◆ TASK INSTRUCTIONS
Within the records, which lines hold the string "dark"? Report each one by copying it.

◆ PROVIDED INFORMATION
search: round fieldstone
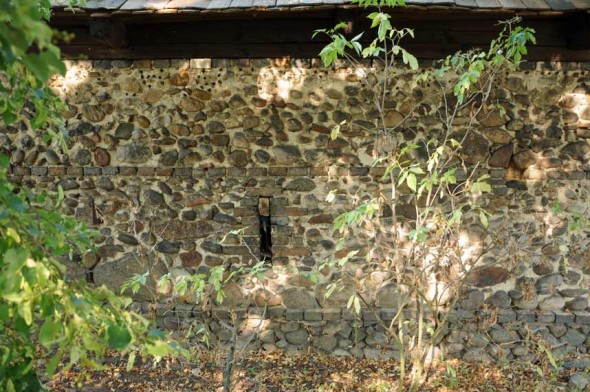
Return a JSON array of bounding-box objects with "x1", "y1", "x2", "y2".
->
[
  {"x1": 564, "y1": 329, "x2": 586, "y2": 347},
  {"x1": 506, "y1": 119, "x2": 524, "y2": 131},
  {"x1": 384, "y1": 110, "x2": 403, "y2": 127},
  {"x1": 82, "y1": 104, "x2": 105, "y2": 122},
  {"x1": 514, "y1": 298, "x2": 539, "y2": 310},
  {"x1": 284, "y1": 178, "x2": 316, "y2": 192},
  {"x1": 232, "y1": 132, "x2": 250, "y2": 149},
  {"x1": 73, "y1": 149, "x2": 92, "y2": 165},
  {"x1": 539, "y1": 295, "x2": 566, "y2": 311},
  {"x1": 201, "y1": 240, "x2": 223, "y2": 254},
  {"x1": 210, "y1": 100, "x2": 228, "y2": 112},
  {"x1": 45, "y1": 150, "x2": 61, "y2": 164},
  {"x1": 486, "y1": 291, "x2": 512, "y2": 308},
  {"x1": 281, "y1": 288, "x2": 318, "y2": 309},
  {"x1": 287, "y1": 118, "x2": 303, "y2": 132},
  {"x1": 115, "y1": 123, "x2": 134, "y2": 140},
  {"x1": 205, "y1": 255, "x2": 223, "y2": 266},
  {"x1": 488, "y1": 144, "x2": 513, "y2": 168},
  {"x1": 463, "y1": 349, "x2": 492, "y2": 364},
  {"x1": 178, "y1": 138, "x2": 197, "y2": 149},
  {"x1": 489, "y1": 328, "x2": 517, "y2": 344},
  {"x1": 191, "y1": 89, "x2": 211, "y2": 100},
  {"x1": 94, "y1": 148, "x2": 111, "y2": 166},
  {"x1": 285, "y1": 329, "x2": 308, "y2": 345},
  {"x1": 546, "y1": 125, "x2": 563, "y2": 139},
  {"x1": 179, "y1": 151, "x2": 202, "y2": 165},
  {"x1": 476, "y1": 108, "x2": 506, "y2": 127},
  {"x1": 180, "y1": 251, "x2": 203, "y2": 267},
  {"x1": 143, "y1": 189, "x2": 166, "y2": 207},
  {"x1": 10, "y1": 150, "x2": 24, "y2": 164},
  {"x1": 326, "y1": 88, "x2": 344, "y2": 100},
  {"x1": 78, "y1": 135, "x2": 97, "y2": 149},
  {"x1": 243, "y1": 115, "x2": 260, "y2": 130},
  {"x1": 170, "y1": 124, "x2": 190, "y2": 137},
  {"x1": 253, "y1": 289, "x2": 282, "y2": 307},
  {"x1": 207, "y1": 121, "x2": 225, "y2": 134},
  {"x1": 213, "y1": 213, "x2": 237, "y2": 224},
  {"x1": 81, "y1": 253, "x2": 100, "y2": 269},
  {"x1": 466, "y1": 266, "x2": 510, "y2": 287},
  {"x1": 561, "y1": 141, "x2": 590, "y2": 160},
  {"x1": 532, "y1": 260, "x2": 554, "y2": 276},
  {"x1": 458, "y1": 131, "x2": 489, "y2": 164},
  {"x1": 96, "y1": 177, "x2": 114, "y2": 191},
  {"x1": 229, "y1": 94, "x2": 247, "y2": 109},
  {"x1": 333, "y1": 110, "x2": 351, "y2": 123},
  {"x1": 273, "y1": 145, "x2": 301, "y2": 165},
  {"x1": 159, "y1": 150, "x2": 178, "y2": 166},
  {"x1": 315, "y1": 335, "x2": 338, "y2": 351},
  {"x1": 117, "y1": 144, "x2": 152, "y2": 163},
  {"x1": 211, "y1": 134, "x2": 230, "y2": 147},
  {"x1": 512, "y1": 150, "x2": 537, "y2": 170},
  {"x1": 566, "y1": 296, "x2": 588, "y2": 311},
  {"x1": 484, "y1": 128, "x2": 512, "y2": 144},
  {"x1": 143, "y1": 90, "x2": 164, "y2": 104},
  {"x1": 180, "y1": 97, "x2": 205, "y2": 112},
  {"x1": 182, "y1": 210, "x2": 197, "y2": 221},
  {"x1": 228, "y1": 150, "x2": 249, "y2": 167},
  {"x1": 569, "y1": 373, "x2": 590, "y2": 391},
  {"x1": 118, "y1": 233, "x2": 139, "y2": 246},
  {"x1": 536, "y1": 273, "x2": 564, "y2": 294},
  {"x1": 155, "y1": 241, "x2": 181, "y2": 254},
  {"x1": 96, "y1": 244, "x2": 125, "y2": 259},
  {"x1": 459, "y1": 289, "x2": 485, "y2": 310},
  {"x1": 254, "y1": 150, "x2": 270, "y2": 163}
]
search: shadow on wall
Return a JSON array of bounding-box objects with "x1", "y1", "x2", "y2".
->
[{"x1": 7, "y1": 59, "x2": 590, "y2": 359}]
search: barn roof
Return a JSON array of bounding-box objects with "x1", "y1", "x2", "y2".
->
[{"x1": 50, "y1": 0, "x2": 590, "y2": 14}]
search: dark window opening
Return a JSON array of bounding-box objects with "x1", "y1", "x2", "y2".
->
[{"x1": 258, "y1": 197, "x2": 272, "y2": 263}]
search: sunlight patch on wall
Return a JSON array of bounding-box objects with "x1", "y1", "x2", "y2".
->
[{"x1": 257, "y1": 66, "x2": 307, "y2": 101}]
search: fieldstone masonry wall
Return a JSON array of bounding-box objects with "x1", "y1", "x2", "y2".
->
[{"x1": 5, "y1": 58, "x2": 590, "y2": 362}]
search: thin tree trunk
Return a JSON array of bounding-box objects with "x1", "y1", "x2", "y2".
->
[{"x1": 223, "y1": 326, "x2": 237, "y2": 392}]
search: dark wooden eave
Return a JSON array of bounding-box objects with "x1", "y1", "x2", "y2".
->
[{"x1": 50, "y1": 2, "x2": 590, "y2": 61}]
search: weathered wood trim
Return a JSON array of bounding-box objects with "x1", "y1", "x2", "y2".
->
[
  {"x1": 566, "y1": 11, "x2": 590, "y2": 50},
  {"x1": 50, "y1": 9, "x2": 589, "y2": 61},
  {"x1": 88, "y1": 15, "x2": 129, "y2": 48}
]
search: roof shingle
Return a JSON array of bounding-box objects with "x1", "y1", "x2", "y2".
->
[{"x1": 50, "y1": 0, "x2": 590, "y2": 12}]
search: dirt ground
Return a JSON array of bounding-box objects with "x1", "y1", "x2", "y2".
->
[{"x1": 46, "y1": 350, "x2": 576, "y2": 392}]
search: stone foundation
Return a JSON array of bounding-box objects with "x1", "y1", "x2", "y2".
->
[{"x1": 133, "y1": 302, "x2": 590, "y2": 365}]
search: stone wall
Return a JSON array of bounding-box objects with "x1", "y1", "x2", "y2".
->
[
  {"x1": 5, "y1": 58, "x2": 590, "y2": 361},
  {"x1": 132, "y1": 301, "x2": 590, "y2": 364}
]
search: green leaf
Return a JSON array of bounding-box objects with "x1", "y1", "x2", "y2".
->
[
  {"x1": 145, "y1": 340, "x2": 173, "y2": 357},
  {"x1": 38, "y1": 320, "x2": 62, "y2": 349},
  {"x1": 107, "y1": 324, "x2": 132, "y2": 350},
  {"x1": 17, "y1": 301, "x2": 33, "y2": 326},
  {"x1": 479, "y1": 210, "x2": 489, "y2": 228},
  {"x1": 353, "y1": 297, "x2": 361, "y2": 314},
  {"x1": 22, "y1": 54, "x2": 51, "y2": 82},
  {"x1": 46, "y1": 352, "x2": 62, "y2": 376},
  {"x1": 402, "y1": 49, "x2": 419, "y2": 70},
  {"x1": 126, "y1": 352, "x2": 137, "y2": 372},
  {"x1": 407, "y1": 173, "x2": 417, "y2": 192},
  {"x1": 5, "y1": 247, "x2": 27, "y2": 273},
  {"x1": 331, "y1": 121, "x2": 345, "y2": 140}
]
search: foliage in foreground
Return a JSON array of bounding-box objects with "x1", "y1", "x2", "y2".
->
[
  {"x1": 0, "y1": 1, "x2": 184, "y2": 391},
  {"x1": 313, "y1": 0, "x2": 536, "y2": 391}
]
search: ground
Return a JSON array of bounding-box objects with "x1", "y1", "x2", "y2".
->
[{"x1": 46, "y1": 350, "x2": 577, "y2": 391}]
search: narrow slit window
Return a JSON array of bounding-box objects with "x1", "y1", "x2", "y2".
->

◆ WRITTEN ANSWER
search: dark window opening
search: dark wooden eave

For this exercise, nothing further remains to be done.